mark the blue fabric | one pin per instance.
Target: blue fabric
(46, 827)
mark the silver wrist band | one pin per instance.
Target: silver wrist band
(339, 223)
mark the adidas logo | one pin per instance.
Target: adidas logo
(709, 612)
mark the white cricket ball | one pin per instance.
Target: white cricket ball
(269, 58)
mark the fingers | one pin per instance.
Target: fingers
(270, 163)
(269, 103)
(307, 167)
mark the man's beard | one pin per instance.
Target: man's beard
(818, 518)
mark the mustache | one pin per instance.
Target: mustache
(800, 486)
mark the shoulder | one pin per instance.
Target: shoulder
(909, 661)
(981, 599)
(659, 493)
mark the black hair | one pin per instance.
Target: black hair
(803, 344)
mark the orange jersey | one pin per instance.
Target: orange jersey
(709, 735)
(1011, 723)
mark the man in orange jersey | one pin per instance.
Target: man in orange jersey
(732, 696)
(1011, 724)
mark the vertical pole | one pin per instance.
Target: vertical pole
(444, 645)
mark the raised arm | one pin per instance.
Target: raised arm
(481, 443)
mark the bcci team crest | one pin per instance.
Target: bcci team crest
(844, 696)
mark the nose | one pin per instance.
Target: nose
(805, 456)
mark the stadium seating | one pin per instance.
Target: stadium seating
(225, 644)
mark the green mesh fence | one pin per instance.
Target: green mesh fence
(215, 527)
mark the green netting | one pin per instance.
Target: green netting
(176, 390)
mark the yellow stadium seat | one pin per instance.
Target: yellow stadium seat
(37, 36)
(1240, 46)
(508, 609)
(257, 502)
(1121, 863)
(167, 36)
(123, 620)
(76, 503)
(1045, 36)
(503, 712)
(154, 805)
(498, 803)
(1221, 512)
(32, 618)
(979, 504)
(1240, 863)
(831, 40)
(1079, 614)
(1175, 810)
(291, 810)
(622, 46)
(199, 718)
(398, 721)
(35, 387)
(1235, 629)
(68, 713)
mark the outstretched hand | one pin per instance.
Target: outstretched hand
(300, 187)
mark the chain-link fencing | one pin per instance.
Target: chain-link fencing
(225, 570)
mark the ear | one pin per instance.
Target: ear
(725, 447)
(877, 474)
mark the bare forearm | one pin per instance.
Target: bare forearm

■ WHAT TO DO: Every entry above needs to be copied exactly.

■ ANSWER TO THIS PROBLEM:
mark the blue fabric | one pin per instance.
Target: blue fabric
(46, 827)
mark the silver wrist band | one pin per instance.
Target: silver wrist band
(339, 223)
mark the adidas logo | one pin per instance.
Target: adidas logo
(709, 612)
mark the white cricket ball | one pin per instance.
Target: white cricket ball
(269, 58)
mark the fingers | one pin per instance.
Target: fingers
(270, 163)
(269, 103)
(307, 167)
mark the man's beard | one pin per instance.
Target: man's beard
(818, 518)
mark the mustache | one pin per instance.
Target: mustache
(800, 486)
mark the shoulder | one pin per instance.
Target: shoulder
(909, 661)
(981, 599)
(659, 493)
mark the black hair | one pin per instance.
Target: black hair
(803, 344)
mark the orange jersey | one pin per instance.
Target: orange jersey
(709, 735)
(1011, 723)
mark the man in orange jersey | one pin per instance.
Target: man in orange jersey
(732, 696)
(1011, 724)
mark the vertical pole | one pin per instance.
Target: vertical pole
(444, 645)
mark the raised arm | one pin per instance.
Target: raised arm
(481, 443)
mark the bcci team crest | one pin per instance.
Target: bcci team crest
(844, 696)
mark the nose | one pin per instance.
Target: nose
(805, 456)
mark the stadium seating | one pin per instance.
Target: stadium seating
(225, 644)
mark the green mesh fence | one pin per instance.
Target: green mesh fence
(215, 527)
mark the green netting | one pin per instance.
Target: green netting
(176, 390)
mark the yellow stadium seat | one pin per instance.
Target: yellow stadium seat
(37, 36)
(1240, 46)
(508, 609)
(257, 502)
(1121, 863)
(167, 36)
(123, 620)
(76, 503)
(1045, 36)
(503, 712)
(154, 805)
(498, 803)
(1221, 512)
(32, 618)
(979, 504)
(1240, 863)
(831, 40)
(1079, 614)
(1175, 810)
(291, 810)
(622, 46)
(199, 718)
(398, 721)
(35, 387)
(1235, 629)
(68, 713)
mark the outstretched hand | one pin per instance.
Target: outstretched hand
(300, 187)
mark the chain-link fencing | one pin per instance.
Target: chain-link fencing
(225, 570)
mark the ear | one pin per instance.
Target: ear
(725, 447)
(877, 474)
mark the bare forearm | one pin per instance.
Target: bare forearm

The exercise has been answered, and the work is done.